>> begin Data provided

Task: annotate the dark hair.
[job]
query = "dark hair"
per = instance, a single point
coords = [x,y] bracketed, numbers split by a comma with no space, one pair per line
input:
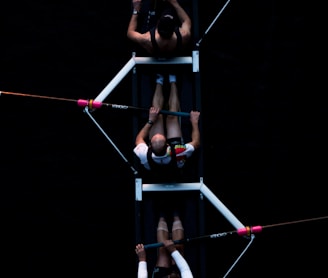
[166,25]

>> end Data provided

### What you need to do:
Copy out every line of the items above word for word, leaving out the pictures.

### The reply:
Task: annotate the dark hair.
[job]
query = "dark hair"
per = instance, a single point
coords = [x,y] bracketed, numbers split by a comma with no space, one pair per line
input:
[166,25]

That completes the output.